-- begin --
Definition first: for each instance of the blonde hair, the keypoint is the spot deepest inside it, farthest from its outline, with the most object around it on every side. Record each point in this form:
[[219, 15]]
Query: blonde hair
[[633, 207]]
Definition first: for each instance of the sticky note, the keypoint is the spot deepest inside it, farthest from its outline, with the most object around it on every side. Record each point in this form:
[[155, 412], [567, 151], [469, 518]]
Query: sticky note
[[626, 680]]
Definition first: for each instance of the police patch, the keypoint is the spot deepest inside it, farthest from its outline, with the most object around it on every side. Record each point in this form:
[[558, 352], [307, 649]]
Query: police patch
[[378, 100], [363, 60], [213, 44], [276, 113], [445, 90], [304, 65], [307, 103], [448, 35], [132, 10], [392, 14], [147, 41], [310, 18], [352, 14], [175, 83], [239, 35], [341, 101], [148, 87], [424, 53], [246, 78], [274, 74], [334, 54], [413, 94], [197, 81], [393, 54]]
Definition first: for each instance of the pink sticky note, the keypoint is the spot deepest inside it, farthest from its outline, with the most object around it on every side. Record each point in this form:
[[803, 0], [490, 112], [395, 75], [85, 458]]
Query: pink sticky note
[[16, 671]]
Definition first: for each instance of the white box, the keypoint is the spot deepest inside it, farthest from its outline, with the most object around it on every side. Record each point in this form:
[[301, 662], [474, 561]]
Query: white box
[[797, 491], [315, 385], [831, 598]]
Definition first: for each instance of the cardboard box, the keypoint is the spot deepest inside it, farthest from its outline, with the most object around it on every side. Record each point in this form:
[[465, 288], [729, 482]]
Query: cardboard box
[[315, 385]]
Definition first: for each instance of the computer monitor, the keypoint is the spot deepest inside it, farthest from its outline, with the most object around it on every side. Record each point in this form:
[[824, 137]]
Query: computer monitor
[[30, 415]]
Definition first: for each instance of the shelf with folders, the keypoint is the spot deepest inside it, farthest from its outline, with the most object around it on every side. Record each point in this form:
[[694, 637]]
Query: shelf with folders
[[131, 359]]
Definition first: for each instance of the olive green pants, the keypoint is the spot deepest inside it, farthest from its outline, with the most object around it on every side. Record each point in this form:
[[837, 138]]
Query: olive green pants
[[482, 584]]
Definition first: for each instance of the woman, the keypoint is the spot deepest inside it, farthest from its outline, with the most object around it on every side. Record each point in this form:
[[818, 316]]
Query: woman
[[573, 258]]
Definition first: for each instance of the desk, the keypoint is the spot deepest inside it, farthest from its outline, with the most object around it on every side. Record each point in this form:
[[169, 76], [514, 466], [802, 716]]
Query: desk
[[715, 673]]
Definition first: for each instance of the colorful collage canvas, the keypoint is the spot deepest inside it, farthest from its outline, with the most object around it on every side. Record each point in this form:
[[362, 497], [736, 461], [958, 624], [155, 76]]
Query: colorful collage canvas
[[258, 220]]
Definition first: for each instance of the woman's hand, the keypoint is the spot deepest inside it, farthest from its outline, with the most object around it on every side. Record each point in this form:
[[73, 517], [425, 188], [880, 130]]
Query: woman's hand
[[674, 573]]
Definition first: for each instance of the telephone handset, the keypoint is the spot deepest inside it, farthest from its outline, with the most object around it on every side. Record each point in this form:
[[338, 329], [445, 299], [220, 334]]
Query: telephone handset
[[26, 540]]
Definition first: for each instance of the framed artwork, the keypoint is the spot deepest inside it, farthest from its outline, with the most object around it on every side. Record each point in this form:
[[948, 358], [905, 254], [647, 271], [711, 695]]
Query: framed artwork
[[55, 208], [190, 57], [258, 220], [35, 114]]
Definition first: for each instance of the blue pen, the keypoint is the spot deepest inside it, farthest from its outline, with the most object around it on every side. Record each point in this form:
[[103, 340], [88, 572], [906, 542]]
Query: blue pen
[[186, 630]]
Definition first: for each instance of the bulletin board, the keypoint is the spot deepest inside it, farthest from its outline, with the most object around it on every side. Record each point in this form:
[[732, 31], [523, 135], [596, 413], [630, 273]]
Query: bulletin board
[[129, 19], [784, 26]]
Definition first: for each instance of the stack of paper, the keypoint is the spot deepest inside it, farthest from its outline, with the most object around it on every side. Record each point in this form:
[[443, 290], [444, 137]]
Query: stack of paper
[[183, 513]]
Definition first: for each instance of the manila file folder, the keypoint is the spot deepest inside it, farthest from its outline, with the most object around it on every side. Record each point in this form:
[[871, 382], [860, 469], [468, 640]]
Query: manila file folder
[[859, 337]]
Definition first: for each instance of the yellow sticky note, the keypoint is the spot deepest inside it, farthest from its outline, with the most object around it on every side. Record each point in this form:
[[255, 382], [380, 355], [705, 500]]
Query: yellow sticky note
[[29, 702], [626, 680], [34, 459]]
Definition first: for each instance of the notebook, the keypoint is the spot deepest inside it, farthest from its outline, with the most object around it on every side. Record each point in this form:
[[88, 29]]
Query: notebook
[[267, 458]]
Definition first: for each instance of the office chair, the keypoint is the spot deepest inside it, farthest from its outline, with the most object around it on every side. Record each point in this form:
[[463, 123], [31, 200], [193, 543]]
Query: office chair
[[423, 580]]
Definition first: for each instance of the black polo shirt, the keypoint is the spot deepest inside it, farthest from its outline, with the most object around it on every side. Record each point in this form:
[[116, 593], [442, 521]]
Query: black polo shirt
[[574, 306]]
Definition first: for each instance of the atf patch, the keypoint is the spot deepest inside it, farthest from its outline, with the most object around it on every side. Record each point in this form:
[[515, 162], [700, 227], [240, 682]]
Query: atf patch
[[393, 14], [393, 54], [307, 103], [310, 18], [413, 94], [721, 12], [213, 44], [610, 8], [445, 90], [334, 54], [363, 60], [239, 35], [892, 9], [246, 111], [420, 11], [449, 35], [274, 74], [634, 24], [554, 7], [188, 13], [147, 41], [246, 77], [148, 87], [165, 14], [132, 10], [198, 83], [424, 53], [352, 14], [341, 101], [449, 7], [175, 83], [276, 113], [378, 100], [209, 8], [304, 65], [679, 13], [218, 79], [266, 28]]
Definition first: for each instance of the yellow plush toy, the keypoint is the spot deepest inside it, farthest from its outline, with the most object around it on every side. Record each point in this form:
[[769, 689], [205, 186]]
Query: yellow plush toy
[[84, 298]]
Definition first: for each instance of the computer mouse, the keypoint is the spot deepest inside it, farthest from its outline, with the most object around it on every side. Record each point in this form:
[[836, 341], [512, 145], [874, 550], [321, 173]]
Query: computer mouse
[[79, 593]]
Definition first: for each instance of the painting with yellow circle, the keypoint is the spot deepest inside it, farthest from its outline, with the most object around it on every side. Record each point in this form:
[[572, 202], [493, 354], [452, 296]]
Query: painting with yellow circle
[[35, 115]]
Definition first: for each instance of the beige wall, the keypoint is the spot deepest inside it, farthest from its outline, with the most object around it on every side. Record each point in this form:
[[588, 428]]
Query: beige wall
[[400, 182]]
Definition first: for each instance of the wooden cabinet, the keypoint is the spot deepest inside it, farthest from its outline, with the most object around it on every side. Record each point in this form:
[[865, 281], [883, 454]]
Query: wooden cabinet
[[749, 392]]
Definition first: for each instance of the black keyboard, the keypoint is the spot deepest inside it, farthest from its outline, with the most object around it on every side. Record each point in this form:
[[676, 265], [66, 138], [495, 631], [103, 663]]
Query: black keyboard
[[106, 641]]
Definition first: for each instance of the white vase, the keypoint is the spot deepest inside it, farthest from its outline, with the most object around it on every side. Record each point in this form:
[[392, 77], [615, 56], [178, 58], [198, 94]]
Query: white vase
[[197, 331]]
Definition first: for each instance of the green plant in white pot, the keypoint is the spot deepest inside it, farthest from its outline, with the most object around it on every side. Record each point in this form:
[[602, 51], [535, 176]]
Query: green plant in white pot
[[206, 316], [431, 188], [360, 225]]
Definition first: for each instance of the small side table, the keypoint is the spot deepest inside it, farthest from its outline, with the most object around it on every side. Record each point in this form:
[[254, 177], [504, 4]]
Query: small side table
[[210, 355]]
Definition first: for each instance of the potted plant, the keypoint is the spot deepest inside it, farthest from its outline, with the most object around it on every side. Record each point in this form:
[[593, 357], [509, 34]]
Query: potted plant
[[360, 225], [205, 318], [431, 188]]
-- end --
» Short exercise
Could you reproduce the data word for word, starting at its very first line and ending at the line that contains "[[633, 207]]", with both of those lines included?

» The completed task
Definition first: for each instance of the blonde hair, the keypoint is the spot deepest inside it, farthest from its outline, with the most object around it on every side. Record each point in this form:
[[219, 15]]
Query: blonde hair
[[633, 207]]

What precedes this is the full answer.